*What the exercise asks*. Find the line with "of the beige". Repeat it and each line after it, exactly, down to the end of the records below.

(Point localization data)
== Segment start ==

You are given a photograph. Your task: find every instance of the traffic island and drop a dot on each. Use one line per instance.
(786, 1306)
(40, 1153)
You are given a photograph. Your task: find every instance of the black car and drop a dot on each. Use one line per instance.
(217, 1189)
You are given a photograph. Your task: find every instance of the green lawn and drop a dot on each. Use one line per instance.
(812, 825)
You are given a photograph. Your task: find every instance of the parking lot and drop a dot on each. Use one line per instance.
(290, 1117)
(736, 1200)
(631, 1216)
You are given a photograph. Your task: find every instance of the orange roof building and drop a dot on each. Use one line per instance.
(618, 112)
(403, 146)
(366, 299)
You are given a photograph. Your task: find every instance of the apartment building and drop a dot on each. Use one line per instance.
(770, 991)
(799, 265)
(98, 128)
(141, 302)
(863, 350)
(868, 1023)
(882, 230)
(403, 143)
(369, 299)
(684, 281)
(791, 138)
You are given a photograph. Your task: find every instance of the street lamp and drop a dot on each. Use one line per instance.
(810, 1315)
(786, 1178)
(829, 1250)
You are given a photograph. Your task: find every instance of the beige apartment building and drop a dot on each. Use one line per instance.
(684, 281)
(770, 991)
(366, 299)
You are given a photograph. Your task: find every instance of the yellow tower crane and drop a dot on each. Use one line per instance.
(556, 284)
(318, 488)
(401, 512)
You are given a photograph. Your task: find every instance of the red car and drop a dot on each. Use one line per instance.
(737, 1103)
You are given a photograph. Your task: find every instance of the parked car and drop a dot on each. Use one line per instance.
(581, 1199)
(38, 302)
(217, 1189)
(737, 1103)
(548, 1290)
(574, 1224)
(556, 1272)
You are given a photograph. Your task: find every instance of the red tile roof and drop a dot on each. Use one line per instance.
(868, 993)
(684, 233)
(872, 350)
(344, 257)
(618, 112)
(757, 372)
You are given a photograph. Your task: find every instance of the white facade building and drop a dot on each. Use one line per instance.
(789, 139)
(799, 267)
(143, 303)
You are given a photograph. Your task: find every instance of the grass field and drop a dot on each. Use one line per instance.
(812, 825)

== Segment end ==

*Solution to this task*.
You are given a photograph. Your task: find every instance of the beige apartment building and drop a dot on each. Use one line per instance.
(684, 281)
(770, 991)
(366, 299)
You are given a photograph. Your task: find every instance of the yellow tower crane and drop a dot on each. Use one line per instance.
(556, 284)
(318, 488)
(401, 512)
You are given a photograph. Your task: find every instance of the red car and drop a dot on each. Use one line per instance.
(737, 1103)
You are given a photograph. Your task: find every instance of the parked car and drop a dot on each. Use one line per instance.
(581, 1199)
(38, 302)
(217, 1189)
(737, 1103)
(548, 1290)
(574, 1224)
(556, 1272)
You are given a photograph. Your task: find every instance of the red tile roof and drop a dot on each. Use one line per instance.
(868, 993)
(684, 233)
(872, 350)
(344, 257)
(618, 112)
(757, 372)
You are given a photograph. Your task: find every instance of the white facade building and drop a dot on each. Use one line per instance.
(789, 139)
(799, 267)
(143, 303)
You are given a photograph. Your task: find every instance of the grass field and drop a dot on each. Use one line per instance.
(812, 825)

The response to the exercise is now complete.